[Items]
----
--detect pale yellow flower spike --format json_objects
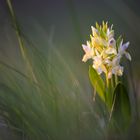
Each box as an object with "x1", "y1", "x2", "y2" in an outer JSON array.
[{"x1": 82, "y1": 21, "x2": 131, "y2": 79}]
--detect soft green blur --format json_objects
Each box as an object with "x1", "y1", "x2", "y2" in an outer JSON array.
[{"x1": 0, "y1": 0, "x2": 140, "y2": 140}]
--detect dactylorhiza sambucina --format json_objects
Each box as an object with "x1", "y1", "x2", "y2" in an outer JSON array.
[{"x1": 82, "y1": 22, "x2": 131, "y2": 79}]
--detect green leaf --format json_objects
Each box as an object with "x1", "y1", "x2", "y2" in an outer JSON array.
[
  {"x1": 112, "y1": 83, "x2": 131, "y2": 132},
  {"x1": 89, "y1": 66, "x2": 105, "y2": 101}
]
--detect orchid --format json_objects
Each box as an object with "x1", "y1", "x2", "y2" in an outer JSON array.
[
  {"x1": 82, "y1": 22, "x2": 131, "y2": 129},
  {"x1": 82, "y1": 22, "x2": 131, "y2": 79}
]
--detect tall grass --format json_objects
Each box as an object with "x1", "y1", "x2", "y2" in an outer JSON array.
[{"x1": 0, "y1": 0, "x2": 139, "y2": 140}]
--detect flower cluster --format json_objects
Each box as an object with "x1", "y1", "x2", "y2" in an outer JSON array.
[{"x1": 82, "y1": 22, "x2": 131, "y2": 79}]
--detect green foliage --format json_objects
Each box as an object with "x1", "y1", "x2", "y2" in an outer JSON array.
[
  {"x1": 89, "y1": 66, "x2": 105, "y2": 101},
  {"x1": 112, "y1": 83, "x2": 131, "y2": 133}
]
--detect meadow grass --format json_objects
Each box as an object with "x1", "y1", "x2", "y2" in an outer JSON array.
[{"x1": 0, "y1": 0, "x2": 139, "y2": 140}]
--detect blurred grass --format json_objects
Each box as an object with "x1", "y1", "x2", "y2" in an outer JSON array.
[{"x1": 0, "y1": 0, "x2": 139, "y2": 140}]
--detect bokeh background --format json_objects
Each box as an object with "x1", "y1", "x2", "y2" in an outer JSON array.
[
  {"x1": 0, "y1": 0, "x2": 140, "y2": 75},
  {"x1": 0, "y1": 0, "x2": 140, "y2": 139}
]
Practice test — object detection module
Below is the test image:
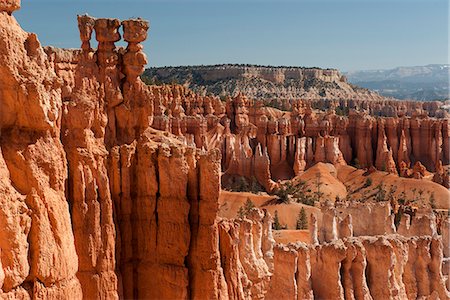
----
[Task to carry out] Report every line of the listing above that contains the string "test", copying each such line in full.

[Answer]
Practice test — object detection module
Below is the test image:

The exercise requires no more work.